Rewrite the rows from the one containing "involves the pollen-covered" down to the one containing "[313,211,327,224]", replacing "pollen-covered anther" with "yellow anther" and keeping everything else unchanged.

**** THE RECORDS

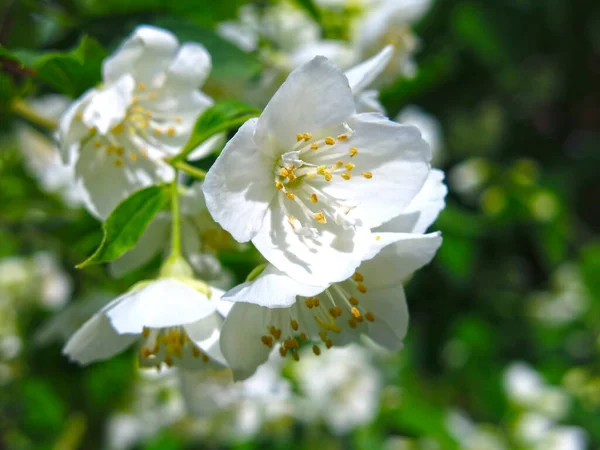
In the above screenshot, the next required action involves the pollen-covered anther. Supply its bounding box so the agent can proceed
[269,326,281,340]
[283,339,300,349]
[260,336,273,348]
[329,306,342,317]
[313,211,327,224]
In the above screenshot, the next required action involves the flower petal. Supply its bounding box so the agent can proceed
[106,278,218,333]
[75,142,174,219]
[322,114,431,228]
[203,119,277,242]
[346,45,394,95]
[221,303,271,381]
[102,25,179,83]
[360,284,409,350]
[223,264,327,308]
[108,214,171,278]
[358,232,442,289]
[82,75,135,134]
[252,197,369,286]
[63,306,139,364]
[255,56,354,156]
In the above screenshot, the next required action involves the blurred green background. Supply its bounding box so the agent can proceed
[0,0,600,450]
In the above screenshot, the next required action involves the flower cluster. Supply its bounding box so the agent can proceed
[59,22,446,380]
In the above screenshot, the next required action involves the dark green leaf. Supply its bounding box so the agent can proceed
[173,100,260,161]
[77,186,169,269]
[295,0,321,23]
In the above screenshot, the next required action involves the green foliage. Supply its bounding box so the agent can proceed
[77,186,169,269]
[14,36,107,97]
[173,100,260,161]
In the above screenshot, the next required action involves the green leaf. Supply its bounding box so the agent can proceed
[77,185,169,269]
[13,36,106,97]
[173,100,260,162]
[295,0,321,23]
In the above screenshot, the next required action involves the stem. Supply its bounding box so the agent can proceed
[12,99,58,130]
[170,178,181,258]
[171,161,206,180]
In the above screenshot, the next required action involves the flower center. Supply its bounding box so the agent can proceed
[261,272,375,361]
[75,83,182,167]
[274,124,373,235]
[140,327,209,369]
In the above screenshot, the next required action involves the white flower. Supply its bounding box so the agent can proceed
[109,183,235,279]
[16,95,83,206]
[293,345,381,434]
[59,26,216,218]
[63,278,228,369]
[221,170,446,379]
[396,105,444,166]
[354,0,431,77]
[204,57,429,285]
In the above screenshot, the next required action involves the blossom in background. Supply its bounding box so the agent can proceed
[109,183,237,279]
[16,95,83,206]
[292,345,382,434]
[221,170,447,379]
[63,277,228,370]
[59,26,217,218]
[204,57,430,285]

********
**** THE RECORDS

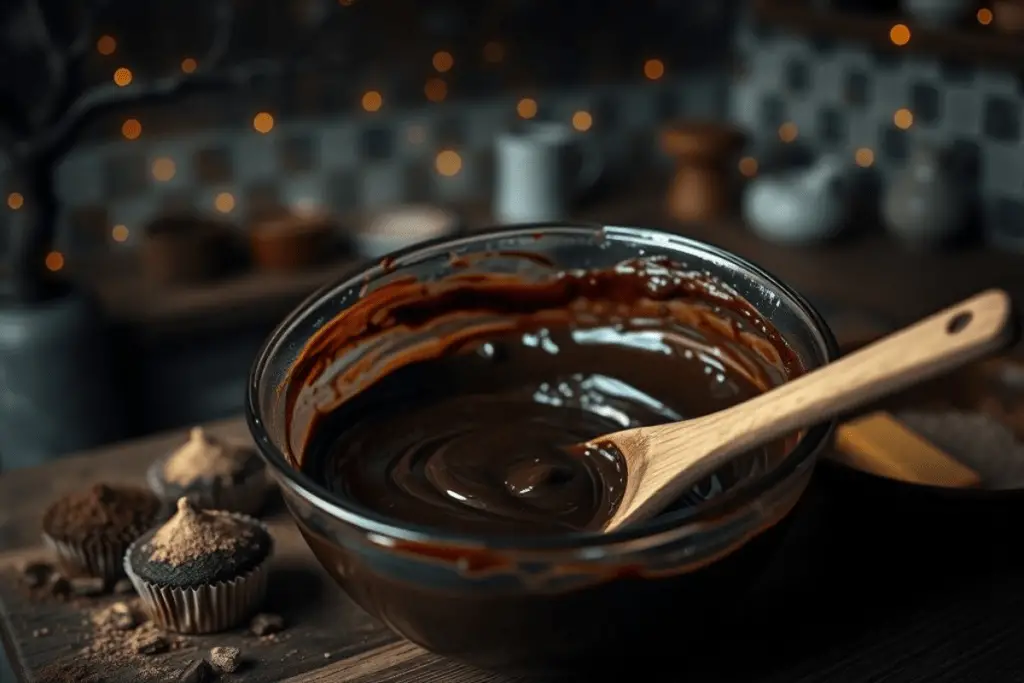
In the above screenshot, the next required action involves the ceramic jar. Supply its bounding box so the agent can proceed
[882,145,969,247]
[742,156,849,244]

********

* _SOLVED EXERCISE_
In the above screenshot, the next required action involves the yellow anther. Supply its bounding box so the agent can proceed
[269,326,281,340]
[283,339,300,349]
[260,336,273,348]
[329,306,342,317]
[313,211,327,224]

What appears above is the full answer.